GIVEN PROBLEM: All records should be reproduced verbatim.

⁂

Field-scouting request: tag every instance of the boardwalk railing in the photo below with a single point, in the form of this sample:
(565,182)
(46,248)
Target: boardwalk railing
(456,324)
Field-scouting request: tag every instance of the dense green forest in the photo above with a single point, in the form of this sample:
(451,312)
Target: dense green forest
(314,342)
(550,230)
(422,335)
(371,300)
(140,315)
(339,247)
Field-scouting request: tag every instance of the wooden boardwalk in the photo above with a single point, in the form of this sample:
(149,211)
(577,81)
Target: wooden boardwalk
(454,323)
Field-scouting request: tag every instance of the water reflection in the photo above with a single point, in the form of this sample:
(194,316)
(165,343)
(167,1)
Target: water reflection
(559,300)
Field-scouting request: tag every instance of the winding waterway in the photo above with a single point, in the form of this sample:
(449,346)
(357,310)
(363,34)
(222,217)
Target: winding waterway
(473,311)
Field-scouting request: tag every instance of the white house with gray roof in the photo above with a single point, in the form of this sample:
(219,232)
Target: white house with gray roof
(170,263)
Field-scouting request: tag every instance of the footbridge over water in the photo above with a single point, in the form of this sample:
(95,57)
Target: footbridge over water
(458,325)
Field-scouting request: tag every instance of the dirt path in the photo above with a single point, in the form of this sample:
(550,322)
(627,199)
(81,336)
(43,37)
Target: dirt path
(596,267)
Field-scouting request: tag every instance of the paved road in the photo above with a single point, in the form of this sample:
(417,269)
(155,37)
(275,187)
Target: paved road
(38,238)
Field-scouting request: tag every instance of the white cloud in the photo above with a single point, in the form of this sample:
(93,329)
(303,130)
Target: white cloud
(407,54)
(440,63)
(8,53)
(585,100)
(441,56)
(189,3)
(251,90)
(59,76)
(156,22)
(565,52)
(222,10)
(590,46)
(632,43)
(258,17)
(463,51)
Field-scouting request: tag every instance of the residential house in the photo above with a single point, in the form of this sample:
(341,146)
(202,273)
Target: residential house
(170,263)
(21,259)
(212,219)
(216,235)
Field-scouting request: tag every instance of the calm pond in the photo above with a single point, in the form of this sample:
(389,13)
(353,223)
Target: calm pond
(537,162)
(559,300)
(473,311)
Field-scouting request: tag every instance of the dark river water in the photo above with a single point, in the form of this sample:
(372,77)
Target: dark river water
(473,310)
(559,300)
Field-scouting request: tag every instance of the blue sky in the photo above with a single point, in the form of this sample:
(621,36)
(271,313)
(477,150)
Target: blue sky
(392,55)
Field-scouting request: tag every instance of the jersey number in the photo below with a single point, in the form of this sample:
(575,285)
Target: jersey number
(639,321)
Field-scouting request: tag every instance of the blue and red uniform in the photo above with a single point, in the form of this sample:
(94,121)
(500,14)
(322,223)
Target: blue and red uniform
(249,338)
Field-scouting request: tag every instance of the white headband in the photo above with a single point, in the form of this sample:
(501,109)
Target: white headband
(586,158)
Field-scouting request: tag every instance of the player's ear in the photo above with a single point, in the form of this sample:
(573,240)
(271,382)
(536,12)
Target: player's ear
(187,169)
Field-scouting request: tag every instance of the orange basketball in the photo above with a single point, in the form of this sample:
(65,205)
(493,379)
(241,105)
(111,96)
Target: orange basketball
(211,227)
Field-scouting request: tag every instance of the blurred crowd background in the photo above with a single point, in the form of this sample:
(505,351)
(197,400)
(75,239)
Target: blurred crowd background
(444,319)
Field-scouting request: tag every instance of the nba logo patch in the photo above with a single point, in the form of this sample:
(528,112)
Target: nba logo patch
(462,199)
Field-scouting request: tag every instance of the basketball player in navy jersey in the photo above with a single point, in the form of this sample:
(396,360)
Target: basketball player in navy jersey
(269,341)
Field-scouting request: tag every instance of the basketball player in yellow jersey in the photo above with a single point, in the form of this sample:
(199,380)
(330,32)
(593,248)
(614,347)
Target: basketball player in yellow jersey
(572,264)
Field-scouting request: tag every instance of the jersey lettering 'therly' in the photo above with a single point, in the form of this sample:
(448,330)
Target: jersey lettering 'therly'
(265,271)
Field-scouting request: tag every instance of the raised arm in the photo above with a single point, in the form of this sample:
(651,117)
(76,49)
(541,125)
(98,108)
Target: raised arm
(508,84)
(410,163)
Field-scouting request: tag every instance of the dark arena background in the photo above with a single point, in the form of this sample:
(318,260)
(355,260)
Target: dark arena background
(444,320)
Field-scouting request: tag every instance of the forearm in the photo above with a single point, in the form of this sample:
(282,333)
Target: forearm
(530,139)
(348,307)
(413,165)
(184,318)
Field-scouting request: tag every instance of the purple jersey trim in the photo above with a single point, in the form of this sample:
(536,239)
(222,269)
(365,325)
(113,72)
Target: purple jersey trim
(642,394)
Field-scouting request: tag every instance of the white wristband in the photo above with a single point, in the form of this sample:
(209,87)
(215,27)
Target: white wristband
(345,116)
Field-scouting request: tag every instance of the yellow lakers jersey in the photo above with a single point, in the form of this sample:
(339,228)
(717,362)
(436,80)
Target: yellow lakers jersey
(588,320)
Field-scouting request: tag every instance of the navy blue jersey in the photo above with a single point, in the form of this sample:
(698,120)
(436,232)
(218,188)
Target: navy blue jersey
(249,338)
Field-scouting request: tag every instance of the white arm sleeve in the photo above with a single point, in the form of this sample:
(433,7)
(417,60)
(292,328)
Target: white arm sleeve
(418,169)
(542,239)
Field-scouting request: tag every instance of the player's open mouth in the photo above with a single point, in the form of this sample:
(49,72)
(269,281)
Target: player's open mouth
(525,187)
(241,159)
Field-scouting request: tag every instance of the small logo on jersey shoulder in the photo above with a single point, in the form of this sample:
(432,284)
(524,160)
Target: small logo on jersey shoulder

⁂

TASK OUTPUT:
Field-scouting request: tag every instance of the boardwalk railing in the photo below with a single point, in the form of this sample:
(565,182)
(46,248)
Target: boardwalk railing
(456,324)
Field-scouting request: tag every instance of the dense green forest in the photo above with a single point, in the form of this sample:
(451,312)
Target: dense green forest
(314,342)
(550,230)
(422,335)
(371,300)
(140,315)
(339,247)
Field-scouting request: tag every instance of the wooden boardwalk in the photo above with a single point, in the form of this sample:
(149,211)
(577,81)
Target: wooden boardwalk
(454,323)
Field-scouting request: tag every instance of the water reflection in the photo above with a single point, in the form of this sample:
(194,316)
(165,343)
(167,1)
Target: water reflection
(559,300)
Field-scouting request: tag every instance of the winding waterway in the photo above with a single point, in the form of this sample:
(449,346)
(357,310)
(363,34)
(222,217)
Target: winding waterway
(473,311)
Field-scouting request: tag every instance of the white house with gray roof in the photo above with a single point, in the form of this sample:
(219,232)
Target: white house with gray roof
(170,263)
Field-scouting request: tag every instance of the footbridge over water in the photo above with a single point, in the form of this sample:
(95,57)
Target: footbridge over water
(458,325)
Field-scouting request: tag every instance of the dirt path in the photo above with a single point, in the form of this sample:
(550,322)
(627,199)
(81,336)
(43,37)
Target: dirt path
(596,267)
Field-scouting request: tag every instance of the paved road in the photo above with a single point, in the form of this sample:
(417,269)
(155,37)
(275,187)
Target: paved road
(38,238)
Field-scouting request: tag every instance of the white cloud in the photo above with a single point, in the form of this sample:
(93,329)
(303,130)
Target: white cloud
(407,54)
(440,63)
(8,53)
(585,100)
(441,56)
(189,3)
(251,90)
(59,76)
(156,22)
(565,52)
(222,10)
(590,46)
(632,43)
(258,17)
(463,51)
Field-scouting request: tag every instance of the residential house in the photo above with a single point, in the form of this sample:
(341,146)
(202,273)
Target: residential house
(170,263)
(21,259)
(212,219)
(216,235)
Field-scouting request: tag every instance of the calm pond in the photo above with a single point, in the form of this sample:
(389,13)
(353,223)
Target: calm pond
(537,162)
(559,300)
(473,311)
Field-scouting request: tag every instance of the dark river water in the photo above with a single point, in the form of this sample:
(372,77)
Target: dark river water
(473,310)
(559,300)
Field-scouting request: tag every instance of the blue sky in the photo above with a single point, in the form of this sample:
(621,36)
(271,313)
(477,150)
Target: blue sky
(392,55)
Field-scouting request: tag every instance of the jersey number in the photo below with a single point, in the form of this sample:
(575,285)
Target: jersey number
(639,321)
Field-scouting request: tag every instance of the blue and red uniform in the photo above with a single point, in the form of this sample:
(94,121)
(500,14)
(322,223)
Target: blue and red uniform
(249,338)
Field-scouting request: tag every instance of the white headband in the photo above with a single point, in the form of this sample:
(501,109)
Target: white headband
(586,158)
Field-scouting request: tag every instance of the player's ear in the photo above with a single point, in the form of this sample:
(573,240)
(271,382)
(536,12)
Target: player's ear
(187,169)
Field-scouting request: tag every instance of the orange basketball in the photo above with a single point, in the form of this sample:
(65,205)
(493,379)
(241,105)
(111,96)
Target: orange basketball
(211,227)
Field-scouting request: tag every instance of the blurred crowd background in the photo above with a single point, in the form of this sample:
(505,351)
(197,400)
(75,239)
Target: blurred crowd background
(444,319)
Field-scouting request: tag every instance of the nba logo patch in the photo above with a single point, in the form of this sample:
(528,112)
Target: nba logo patch
(462,199)
Field-scouting request: tag every instance of the basketball player in navy jersey in the photo above with a single point, in the form of this sample:
(396,360)
Target: basketball player in navy jersey
(269,341)
Field-scouting request: tag every instance of the basketball player in yellow jersey in the photo above with a single point, in the form of this sample:
(199,380)
(330,32)
(593,248)
(614,347)
Target: basketball player in yellow jersey
(572,264)
Field-scouting request: tag every instance of the jersey lettering 'therly' in the photo above with a single point, in the form of this sample:
(448,330)
Target: jersey lettering 'therly'
(265,271)
Field-scouting request: tag every instance of the raised arm in the photo above with a single point, in the form of this sample:
(651,117)
(76,49)
(541,125)
(98,108)
Target: raised arm
(508,84)
(410,163)
Field-scouting request: tag every instance of the dark arena background in the photo above with a single point, in the form of this sample:
(318,260)
(355,260)
Target: dark arena background
(444,320)
Field-scouting request: tag every instance of the forearm in the photo above with a single point, in the form of this sample:
(282,333)
Target: forearm
(530,139)
(348,307)
(413,165)
(184,318)
Field-scouting request: tag every instance of the purple jersey trim in the photo above with a single point, in the form of this sample:
(536,239)
(222,269)
(365,325)
(113,72)
Target: purple jersey trim
(642,394)
Field-scouting request: tag every instance of the white wristband in the photo above with a single point, in the form of this sample:
(209,87)
(215,27)
Target: white wristband
(345,116)
Field-scouting request: tag every instance of the yellow lakers jersey in the photo above with a single point, in the form of this sample:
(339,228)
(717,362)
(436,80)
Target: yellow lakers jersey
(588,320)
Field-scouting request: tag every instance of the navy blue jersey in the photo above with a single point, in the form of this sample:
(698,120)
(436,232)
(218,188)
Target: navy blue jersey
(249,338)
Field-scouting request: tag every instance of the white arm sleeve in the photo above with a single point, in the form of this sample:
(433,7)
(417,60)
(292,328)
Target: white arm sleeve
(418,169)
(542,239)
Field-scouting request: tag every instance of the player's open mouth in the photo above with a single point, in the form of this sample:
(49,72)
(269,281)
Target: player's open mouth
(525,187)
(241,159)
Field-scouting request: tag every instance of the small logo on jersey shoulder in the photo above with a single point, in the form of this sample:
(432,284)
(524,160)
Target: small logo on jersey shoulder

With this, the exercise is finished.